### Given instruction
Reproduce word for word the portion of the text on the extension of the tax correction obligation that begins at the words "Previously, taxpayers were" and stops after "in tax reductions.".

### Text to read
_ _ _ _ _ _ _

Home | Extension of the Tax Correction Obligation Pursuant to § 153 (4) AO

Extension of the Tax Correction Obligation Pursuant to § 153 (4) AO

§ 153 AO already imposes special duties of cooperation on taxpayers. The introduction of Section 153 sectio 4 AO is now an extension of the duty to correct. It is intended to speed up external audits. In particular, the focus is on so-called follow-up audits, where the adjustment of annual financial statements to previous audits takes a lot of time and the taxpayer now has to make the necessary adjustments themselves.

In brief:

Previously, taxpayers were obliged to report incorrect or incomplete declarations to the tax authorities immediately if they became aware of them and to correct them if this resulted or could result in tax reductions.

_ _ _ _ _ _ _

### Data
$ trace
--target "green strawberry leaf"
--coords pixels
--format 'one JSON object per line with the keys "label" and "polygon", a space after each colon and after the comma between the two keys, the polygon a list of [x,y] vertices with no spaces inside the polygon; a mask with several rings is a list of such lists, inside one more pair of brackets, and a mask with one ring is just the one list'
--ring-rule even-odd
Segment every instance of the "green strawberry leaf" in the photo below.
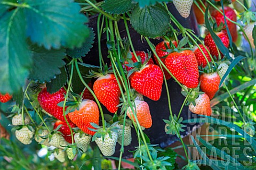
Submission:
{"label": "green strawberry leaf", "polygon": [[57,92],[67,82],[68,75],[65,67],[60,69],[61,73],[56,75],[56,78],[52,79],[51,82],[46,83],[47,91],[52,94]]}
{"label": "green strawberry leaf", "polygon": [[26,0],[27,32],[32,42],[46,49],[79,47],[89,36],[88,22],[73,0]]}
{"label": "green strawberry leaf", "polygon": [[110,14],[120,14],[131,11],[135,5],[132,0],[105,0],[101,7]]}
{"label": "green strawberry leaf", "polygon": [[[2,9],[3,5],[0,7]],[[24,86],[32,60],[26,41],[23,11],[17,8],[1,14],[0,92],[13,94]]]}
{"label": "green strawberry leaf", "polygon": [[145,6],[155,5],[157,3],[162,2],[168,2],[168,0],[133,0],[134,3],[138,3],[140,7],[143,7]]}
{"label": "green strawberry leaf", "polygon": [[252,38],[253,38],[253,44],[256,47],[256,26],[254,25],[253,29],[252,30]]}
{"label": "green strawberry leaf", "polygon": [[73,49],[68,48],[67,49],[67,55],[74,58],[84,57],[91,48],[92,48],[92,44],[94,42],[95,33],[92,28],[89,28],[90,36],[85,39],[85,41],[83,44],[80,48],[75,48]]}
{"label": "green strawberry leaf", "polygon": [[[221,40],[220,39],[220,37],[218,37],[218,36],[215,33],[212,29],[211,25],[210,24],[210,21],[208,19],[208,11],[209,10],[209,6],[208,6],[206,10],[205,10],[205,14],[204,16],[204,20],[205,21],[205,26],[206,27],[207,29],[209,31],[211,36],[212,36],[212,39],[214,41],[216,44],[216,46],[220,50],[220,52],[225,55],[228,58],[230,58],[229,55],[229,52],[228,51],[228,49],[223,44]],[[231,43],[231,42],[230,42]]]}
{"label": "green strawberry leaf", "polygon": [[18,91],[12,95],[12,99],[16,102],[16,105],[18,105],[20,108],[22,105],[23,100],[24,99],[24,94],[23,93],[22,88],[21,88]]}
{"label": "green strawberry leaf", "polygon": [[64,49],[49,50],[36,45],[32,45],[31,49],[34,64],[29,76],[30,79],[44,83],[50,82],[51,79],[60,74],[59,68],[65,65],[62,60],[66,56]]}
{"label": "green strawberry leaf", "polygon": [[228,68],[228,70],[227,70],[227,71],[226,72],[225,74],[224,74],[224,75],[223,76],[222,78],[221,79],[221,80],[220,81],[220,84],[219,85],[219,88],[220,88],[220,86],[222,84],[223,82],[225,80],[227,76],[228,76],[228,74],[230,73],[231,71],[233,68],[237,64],[237,63],[239,63],[239,61],[241,61],[242,60],[245,58],[245,57],[242,56],[238,56],[235,59],[232,61],[232,63],[231,63],[230,65]]}
{"label": "green strawberry leaf", "polygon": [[167,11],[159,4],[143,8],[137,5],[131,15],[131,23],[136,31],[150,38],[164,35],[170,21]]}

_ _ _ _ _ _ _

### Full output
Previously, taxpayers were obliged to report incorrect or incomplete declarations to the tax authorities immediately if they became aware of them and to correct them if this resulted or could result in tax reductions.